> [What is required] Repeat the material below word for word and leave out all pictures.

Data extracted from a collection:
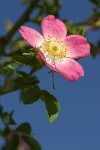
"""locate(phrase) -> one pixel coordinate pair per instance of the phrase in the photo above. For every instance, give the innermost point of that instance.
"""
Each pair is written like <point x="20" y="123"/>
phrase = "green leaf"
<point x="24" y="128"/>
<point x="8" y="25"/>
<point x="30" y="95"/>
<point x="1" y="110"/>
<point x="5" y="132"/>
<point x="32" y="143"/>
<point x="52" y="105"/>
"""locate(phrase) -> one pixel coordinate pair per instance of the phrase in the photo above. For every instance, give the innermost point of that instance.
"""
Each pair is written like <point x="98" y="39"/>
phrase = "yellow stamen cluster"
<point x="54" y="49"/>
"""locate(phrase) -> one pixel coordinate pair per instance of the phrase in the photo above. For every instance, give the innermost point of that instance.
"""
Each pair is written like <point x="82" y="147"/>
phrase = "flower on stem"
<point x="57" y="50"/>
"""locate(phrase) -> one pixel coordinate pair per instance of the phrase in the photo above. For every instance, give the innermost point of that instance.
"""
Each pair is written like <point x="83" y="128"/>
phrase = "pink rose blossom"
<point x="57" y="50"/>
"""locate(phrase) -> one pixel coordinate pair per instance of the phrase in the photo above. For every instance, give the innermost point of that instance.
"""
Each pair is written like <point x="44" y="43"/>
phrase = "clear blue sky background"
<point x="78" y="125"/>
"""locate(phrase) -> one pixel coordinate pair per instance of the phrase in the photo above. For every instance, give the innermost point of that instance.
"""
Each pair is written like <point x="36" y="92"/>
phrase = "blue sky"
<point x="78" y="125"/>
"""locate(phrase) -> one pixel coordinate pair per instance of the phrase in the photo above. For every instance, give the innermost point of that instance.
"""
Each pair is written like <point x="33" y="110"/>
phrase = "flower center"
<point x="54" y="49"/>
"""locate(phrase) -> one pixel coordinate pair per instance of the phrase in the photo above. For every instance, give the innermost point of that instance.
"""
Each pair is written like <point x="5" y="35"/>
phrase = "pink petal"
<point x="48" y="64"/>
<point x="70" y="69"/>
<point x="53" y="27"/>
<point x="77" y="46"/>
<point x="33" y="37"/>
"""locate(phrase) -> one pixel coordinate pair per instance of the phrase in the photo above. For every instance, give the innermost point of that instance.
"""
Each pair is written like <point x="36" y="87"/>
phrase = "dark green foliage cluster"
<point x="15" y="54"/>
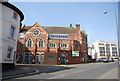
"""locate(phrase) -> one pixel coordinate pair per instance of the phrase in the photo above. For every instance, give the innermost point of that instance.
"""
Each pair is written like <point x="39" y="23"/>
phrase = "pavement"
<point x="18" y="70"/>
<point x="31" y="69"/>
<point x="47" y="71"/>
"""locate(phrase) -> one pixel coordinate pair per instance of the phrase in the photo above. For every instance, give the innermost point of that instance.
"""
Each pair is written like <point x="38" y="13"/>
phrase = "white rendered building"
<point x="10" y="21"/>
<point x="105" y="50"/>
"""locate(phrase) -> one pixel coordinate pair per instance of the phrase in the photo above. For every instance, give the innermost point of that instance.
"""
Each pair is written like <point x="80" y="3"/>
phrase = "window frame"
<point x="64" y="45"/>
<point x="36" y="30"/>
<point x="12" y="32"/>
<point x="9" y="55"/>
<point x="51" y="45"/>
<point x="28" y="42"/>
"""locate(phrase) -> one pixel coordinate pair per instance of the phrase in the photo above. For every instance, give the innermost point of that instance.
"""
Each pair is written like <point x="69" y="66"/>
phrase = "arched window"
<point x="63" y="45"/>
<point x="29" y="43"/>
<point x="52" y="45"/>
<point x="41" y="43"/>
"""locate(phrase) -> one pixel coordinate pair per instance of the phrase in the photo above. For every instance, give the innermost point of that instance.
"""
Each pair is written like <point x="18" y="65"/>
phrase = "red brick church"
<point x="52" y="45"/>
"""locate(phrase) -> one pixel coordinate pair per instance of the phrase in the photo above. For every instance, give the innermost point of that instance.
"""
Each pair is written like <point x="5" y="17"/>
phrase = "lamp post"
<point x="105" y="12"/>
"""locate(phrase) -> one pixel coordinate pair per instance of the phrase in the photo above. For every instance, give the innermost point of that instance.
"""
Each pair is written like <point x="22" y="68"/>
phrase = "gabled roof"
<point x="25" y="29"/>
<point x="60" y="30"/>
<point x="15" y="9"/>
<point x="51" y="30"/>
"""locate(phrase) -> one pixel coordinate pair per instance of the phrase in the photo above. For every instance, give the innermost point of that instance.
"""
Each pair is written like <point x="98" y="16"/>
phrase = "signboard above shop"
<point x="75" y="53"/>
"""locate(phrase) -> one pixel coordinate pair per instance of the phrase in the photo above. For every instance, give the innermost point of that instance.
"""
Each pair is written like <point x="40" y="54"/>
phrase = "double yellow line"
<point x="23" y="74"/>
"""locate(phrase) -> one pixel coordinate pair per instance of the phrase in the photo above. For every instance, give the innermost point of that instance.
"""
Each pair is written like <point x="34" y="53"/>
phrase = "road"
<point x="81" y="71"/>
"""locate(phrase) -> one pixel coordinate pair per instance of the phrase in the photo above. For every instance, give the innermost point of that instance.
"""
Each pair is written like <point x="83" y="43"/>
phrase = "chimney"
<point x="78" y="35"/>
<point x="77" y="26"/>
<point x="70" y="25"/>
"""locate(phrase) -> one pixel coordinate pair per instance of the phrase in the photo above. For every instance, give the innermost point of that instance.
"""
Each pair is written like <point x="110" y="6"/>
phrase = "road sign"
<point x="75" y="53"/>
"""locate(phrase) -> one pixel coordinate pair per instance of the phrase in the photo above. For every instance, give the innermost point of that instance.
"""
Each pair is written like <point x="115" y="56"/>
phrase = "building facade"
<point x="52" y="45"/>
<point x="11" y="18"/>
<point x="105" y="51"/>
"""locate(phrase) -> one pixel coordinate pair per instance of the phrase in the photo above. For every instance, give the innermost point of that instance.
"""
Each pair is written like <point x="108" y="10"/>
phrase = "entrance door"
<point x="63" y="60"/>
<point x="37" y="58"/>
<point x="30" y="58"/>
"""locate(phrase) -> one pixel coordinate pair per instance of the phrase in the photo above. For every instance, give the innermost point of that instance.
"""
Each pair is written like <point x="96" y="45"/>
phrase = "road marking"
<point x="81" y="70"/>
<point x="108" y="73"/>
<point x="15" y="76"/>
<point x="56" y="76"/>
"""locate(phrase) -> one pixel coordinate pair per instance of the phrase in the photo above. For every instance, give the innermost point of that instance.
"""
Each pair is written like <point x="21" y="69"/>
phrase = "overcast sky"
<point x="89" y="15"/>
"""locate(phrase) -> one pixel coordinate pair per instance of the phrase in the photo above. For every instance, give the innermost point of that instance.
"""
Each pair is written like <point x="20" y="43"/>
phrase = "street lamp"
<point x="105" y="12"/>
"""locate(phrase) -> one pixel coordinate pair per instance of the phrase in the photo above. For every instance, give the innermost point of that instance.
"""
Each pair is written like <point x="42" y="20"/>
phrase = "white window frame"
<point x="9" y="57"/>
<point x="36" y="30"/>
<point x="12" y="32"/>
<point x="51" y="45"/>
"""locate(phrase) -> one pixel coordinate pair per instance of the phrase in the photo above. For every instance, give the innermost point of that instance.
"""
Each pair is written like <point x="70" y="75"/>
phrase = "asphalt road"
<point x="79" y="71"/>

> [Worked solution]
"""locate(phrase) -> one pixel coordinate pair per instance of the phrase in the photo above. For every instance, give the innermost point of that instance.
"""
Each pair is written like <point x="20" y="123"/>
phrase = "green leaf"
<point x="24" y="128"/>
<point x="8" y="25"/>
<point x="30" y="95"/>
<point x="1" y="110"/>
<point x="5" y="132"/>
<point x="32" y="143"/>
<point x="52" y="105"/>
"""locate(phrase) -> one pixel coordinate pair per instance of the phrase in the photo above. For every instance, give the innermost point of that instance.
"""
Each pair is written like <point x="98" y="39"/>
phrase = "yellow stamen cluster"
<point x="54" y="49"/>
"""locate(phrase) -> one pixel coordinate pair per instance of the phrase in the photo above. For every instance, give the innermost point of that instance.
"""
Each pair is written like <point x="82" y="147"/>
phrase = "flower on stem"
<point x="57" y="50"/>
"""locate(phrase) -> one pixel coordinate pair per instance of the phrase in the photo above. For every instance, give the innermost point of that instance.
"""
Each pair is written like <point x="83" y="128"/>
phrase = "pink rose blossom"
<point x="57" y="50"/>
"""locate(phrase) -> one pixel coordinate pair per instance of the phrase in the photo above. For every instance, give the innermost point of that instance.
"""
Each pair is written like <point x="44" y="43"/>
phrase = "clear blue sky background"
<point x="78" y="125"/>
"""locate(phrase) -> one pixel coordinate pair per instance of the phrase in the photo above. For every instance, give the innermost point of that instance.
"""
Each pair is written like <point x="36" y="92"/>
phrase = "blue sky"
<point x="78" y="125"/>
"""locate(phrase) -> one pixel coordinate pair per instance of the phrase in the photo above. For every instance, give the innermost point of that instance.
"""
Each pair is written like <point x="33" y="110"/>
phrase = "flower center"
<point x="54" y="49"/>
"""locate(phrase) -> one pixel coordinate pair per instance of the phrase in the photo above. For every instance, give the innermost point of that instance.
"""
Each pair is written like <point x="5" y="35"/>
phrase = "pink petal"
<point x="48" y="64"/>
<point x="70" y="69"/>
<point x="53" y="27"/>
<point x="77" y="46"/>
<point x="33" y="37"/>
"""locate(phrase) -> one pixel coordinate pair per instance of the phrase in the photo above. For every instance, give the innermost point of that instance.
"""
Each pair is written like <point x="36" y="87"/>
phrase = "dark green foliage cluster"
<point x="15" y="54"/>
"""locate(phrase) -> one pixel coordinate pair per instance of the phrase in the photo above. For every instance, give the innermost point of that instance.
"""
Each pair is written like <point x="39" y="23"/>
phrase = "pavement"
<point x="18" y="70"/>
<point x="31" y="69"/>
<point x="47" y="71"/>
"""locate(phrase) -> one pixel coordinate pair per instance of the phrase in the photo above. For every instance, give the innermost point of that instance.
"""
Each pair is written like <point x="38" y="13"/>
phrase = "white rendered building"
<point x="10" y="21"/>
<point x="105" y="50"/>
"""locate(phrase) -> one pixel coordinate pair per instance of the phrase in the photo above. For every instance, give the innermost point of that instance.
"""
Each pair is written like <point x="80" y="3"/>
phrase = "window frame"
<point x="64" y="45"/>
<point x="36" y="30"/>
<point x="12" y="32"/>
<point x="9" y="55"/>
<point x="51" y="45"/>
<point x="28" y="42"/>
"""locate(phrase) -> one pixel coordinate pair per instance of the phrase in the photo above. For every instance, give the innermost point of that instance.
"""
Each pair is written like <point x="69" y="66"/>
phrase = "arched window"
<point x="63" y="45"/>
<point x="29" y="43"/>
<point x="52" y="45"/>
<point x="41" y="43"/>
"""locate(phrase) -> one pixel coordinate pair per instance of the phrase in the photo above. For every instance, give the innermost point of that instance.
"""
Each pair is written like <point x="18" y="65"/>
phrase = "red brick church"
<point x="52" y="45"/>
"""locate(phrase) -> one pixel coordinate pair per instance of the phrase in the photo above. For every instance, give the innermost point of that instance.
"""
Each pair is written like <point x="5" y="17"/>
phrase = "lamp post"
<point x="105" y="12"/>
"""locate(phrase) -> one pixel coordinate pair per instance of the phrase in the photo above. For every instance, give the innermost point of that instance.
"""
Each pair is written like <point x="22" y="68"/>
phrase = "gabled roof"
<point x="25" y="29"/>
<point x="60" y="30"/>
<point x="15" y="9"/>
<point x="51" y="30"/>
"""locate(phrase) -> one pixel coordinate pair per instance of the phrase in the photo above. For every instance, give the innermost point of that instance.
"""
Each pair is written like <point x="98" y="16"/>
phrase = "signboard above shop"
<point x="75" y="53"/>
"""locate(phrase) -> one pixel coordinate pair per instance of the phrase in the photo above. For every instance, give the innermost point of that instance.
"""
Each pair is written like <point x="40" y="54"/>
phrase = "double yellow line"
<point x="23" y="74"/>
"""locate(phrase) -> one pixel coordinate pair per instance of the phrase in the photo above. For every instance, give the innermost point of that instance.
"""
Each pair is written like <point x="34" y="53"/>
phrase = "road"
<point x="81" y="71"/>
"""locate(phrase) -> one pixel coordinate pair per instance of the phrase in the photo above. For every instance, give the innermost point of that instance.
"""
Each pair is written like <point x="83" y="43"/>
phrase = "chimney"
<point x="78" y="35"/>
<point x="77" y="26"/>
<point x="70" y="25"/>
"""locate(phrase) -> one pixel coordinate pair per instance of the phrase in the photo above. For every instance, give the innermost point of that instance.
"""
Each pair is written like <point x="110" y="6"/>
phrase = "road sign"
<point x="75" y="53"/>
"""locate(phrase) -> one pixel coordinate pair per instance of the phrase in the photo above. For every instance, give the innermost point of that instance.
"""
Each pair is written like <point x="115" y="56"/>
phrase = "building facade"
<point x="52" y="45"/>
<point x="11" y="18"/>
<point x="105" y="51"/>
"""locate(phrase) -> one pixel coordinate pair per instance of the phrase in the photo above. For every instance, give the innermost point of that instance.
"""
Each pair is written like <point x="108" y="10"/>
phrase = "entrance door"
<point x="63" y="60"/>
<point x="37" y="58"/>
<point x="30" y="58"/>
"""locate(phrase) -> one pixel coordinate pair per instance of the phrase in the photo above. For every instance, give the innermost point of that instance.
"""
Each pair is written like <point x="96" y="45"/>
phrase = "road marking"
<point x="81" y="70"/>
<point x="108" y="73"/>
<point x="15" y="76"/>
<point x="56" y="76"/>
"""locate(phrase) -> one pixel coordinate pair per instance of the phrase in the photo above. For every instance, give the innermost point of that instance.
"""
Each pair is written like <point x="21" y="69"/>
phrase = "overcast sky"
<point x="89" y="15"/>
"""locate(phrase) -> one pixel coordinate pair per instance of the phrase in the photo above. For every instance, give the innermost point of that instance.
"""
Each pair is written like <point x="20" y="43"/>
phrase = "street lamp"
<point x="105" y="12"/>
"""locate(phrase) -> one pixel coordinate pair per instance of the phrase in the photo above. For every instance, give the innermost point of that instance.
"""
Each pair is written like <point x="42" y="20"/>
phrase = "white window frame"
<point x="9" y="57"/>
<point x="36" y="30"/>
<point x="12" y="32"/>
<point x="51" y="45"/>
"""locate(phrase) -> one pixel coordinate pair per instance of the phrase in the photo above. For every instance, give the innermost point of that instance.
"""
Each pair is written like <point x="70" y="75"/>
phrase = "asphalt road"
<point x="79" y="71"/>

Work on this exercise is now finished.